PAGE EXTRACT –
▼
Austin Water explains the now 'official' and 'mandatory' boil water notice
Austin Water is still hoping to wrap this boil water notice up by the weekend.
Unless the rain we’re getting stirs up the river again.
Wednesday afternoon Austin Water gave FOX 7 a tour of the operations center they have set up at the Austin Water headquarters downtown. They have engineers working to monitor the situation and they're video-conferencing with the 3 water treatment plants.
Director Greg Meszaros gave us an update on the crisis (poor water quality from last week's flooding.)
He says the raw turbidity -- or clarity -- of the Colorado River improved again overnight. One plant dropped below 100 turbidity units which he says is promising.
But something else happened Tuesday that was not good. Drinking water quality at one of the plants hit around a "5" which violates the state's standards for drinking water so that triggered issuing an "official" boil water notice, this one labeled "mandatory."
▲
EXERCISE –
Reproduce the Austin Water boil notice text in full, word for word. The material that comes next is separate and unrelated to this text.

RECORDED INFORMATION –
▼
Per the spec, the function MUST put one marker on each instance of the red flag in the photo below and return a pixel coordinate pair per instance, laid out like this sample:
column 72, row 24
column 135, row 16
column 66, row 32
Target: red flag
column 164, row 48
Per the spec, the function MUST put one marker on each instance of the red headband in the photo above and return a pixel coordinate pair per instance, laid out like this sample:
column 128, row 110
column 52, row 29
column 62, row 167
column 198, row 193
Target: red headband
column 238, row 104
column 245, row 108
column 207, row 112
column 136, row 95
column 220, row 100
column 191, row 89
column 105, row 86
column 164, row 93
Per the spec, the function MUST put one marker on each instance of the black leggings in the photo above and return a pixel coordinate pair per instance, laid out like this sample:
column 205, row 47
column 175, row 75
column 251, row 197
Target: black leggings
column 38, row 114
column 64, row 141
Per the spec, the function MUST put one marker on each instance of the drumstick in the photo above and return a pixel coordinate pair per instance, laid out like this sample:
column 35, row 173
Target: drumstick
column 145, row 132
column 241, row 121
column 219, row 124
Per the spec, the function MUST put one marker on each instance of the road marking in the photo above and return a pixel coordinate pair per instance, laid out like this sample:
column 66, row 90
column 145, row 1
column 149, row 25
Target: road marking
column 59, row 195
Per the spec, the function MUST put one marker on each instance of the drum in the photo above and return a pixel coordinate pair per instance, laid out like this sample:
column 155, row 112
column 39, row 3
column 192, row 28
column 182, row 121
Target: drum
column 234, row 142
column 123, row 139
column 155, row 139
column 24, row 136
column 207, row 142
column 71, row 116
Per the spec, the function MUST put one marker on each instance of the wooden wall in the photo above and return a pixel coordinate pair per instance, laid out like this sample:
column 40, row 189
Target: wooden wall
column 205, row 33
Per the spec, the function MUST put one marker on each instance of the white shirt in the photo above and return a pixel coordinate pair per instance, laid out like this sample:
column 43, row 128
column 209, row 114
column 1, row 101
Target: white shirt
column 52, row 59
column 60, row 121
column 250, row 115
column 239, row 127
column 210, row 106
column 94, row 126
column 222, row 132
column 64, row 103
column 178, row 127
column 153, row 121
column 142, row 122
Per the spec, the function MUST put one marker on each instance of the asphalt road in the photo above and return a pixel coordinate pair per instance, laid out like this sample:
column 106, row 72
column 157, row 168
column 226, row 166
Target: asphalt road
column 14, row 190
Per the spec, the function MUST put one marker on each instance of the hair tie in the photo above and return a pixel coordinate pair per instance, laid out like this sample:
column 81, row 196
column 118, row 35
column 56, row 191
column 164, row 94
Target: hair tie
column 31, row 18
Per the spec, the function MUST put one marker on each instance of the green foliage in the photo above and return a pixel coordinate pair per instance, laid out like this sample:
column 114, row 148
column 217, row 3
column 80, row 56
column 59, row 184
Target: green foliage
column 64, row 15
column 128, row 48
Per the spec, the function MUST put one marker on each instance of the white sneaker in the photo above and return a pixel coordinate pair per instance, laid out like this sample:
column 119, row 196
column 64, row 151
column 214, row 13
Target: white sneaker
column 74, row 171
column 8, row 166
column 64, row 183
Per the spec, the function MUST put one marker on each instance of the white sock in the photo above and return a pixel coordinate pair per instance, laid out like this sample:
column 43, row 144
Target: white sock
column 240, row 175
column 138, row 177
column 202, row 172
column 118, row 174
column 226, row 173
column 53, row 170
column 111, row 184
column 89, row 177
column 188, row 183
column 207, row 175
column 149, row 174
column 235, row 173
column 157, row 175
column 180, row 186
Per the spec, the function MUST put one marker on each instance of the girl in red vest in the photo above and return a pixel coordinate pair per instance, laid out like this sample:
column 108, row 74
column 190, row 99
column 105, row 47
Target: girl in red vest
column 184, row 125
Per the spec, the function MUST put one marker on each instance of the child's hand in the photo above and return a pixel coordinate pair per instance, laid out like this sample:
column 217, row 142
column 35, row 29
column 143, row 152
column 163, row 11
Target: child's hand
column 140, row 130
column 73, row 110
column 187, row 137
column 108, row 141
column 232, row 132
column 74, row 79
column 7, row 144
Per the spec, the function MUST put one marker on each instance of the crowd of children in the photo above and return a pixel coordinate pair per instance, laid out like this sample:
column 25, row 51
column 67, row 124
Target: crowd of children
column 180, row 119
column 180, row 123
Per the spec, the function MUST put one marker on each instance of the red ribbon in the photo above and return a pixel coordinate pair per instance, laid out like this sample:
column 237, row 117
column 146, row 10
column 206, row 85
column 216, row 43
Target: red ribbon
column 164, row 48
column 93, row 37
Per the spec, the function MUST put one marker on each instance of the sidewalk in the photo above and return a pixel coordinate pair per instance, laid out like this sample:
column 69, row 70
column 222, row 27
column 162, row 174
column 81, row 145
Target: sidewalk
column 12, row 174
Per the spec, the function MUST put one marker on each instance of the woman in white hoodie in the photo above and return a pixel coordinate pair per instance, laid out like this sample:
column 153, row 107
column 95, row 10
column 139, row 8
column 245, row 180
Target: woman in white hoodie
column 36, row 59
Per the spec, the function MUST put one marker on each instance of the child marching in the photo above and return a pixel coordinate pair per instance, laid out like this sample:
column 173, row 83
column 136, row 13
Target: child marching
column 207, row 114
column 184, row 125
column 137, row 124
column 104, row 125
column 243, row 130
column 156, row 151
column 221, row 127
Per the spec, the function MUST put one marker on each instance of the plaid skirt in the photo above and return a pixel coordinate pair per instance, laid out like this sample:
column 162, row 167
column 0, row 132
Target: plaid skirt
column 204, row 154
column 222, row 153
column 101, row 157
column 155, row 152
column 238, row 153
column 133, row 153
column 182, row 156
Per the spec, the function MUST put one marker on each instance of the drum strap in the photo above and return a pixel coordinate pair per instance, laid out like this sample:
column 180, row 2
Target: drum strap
▲
PROBLEM SOLUTION –
Austin Water explains the now 'official' and 'mandatory' boil water notice
Austin Water is still hoping to wrap this boil water notice up by the weekend.
Unless the rain we’re getting stirs up the river again.
Wednesday afternoon Austin Water gave FOX 7 a tour of the operations center they have set up at the Austin Water headquarters downtown. They have engineers working to monitor the situation and they're video-conferencing with the 3 water treatment plants.
Director Greg Meszaros gave us an update on the crisis (poor water quality from last week's flooding.)
He says the raw turbidity -- or clarity -- of the Colorado River improved again overnight. One plant dropped below 100 turbidity units which he says is promising.
But something else happened Tuesday that was not good. Drinking water quality at one of the plants hit around a "5" which violates the state's standards for drinking water so that triggered issuing an "official" boil water notice, this one labeled "mandatory."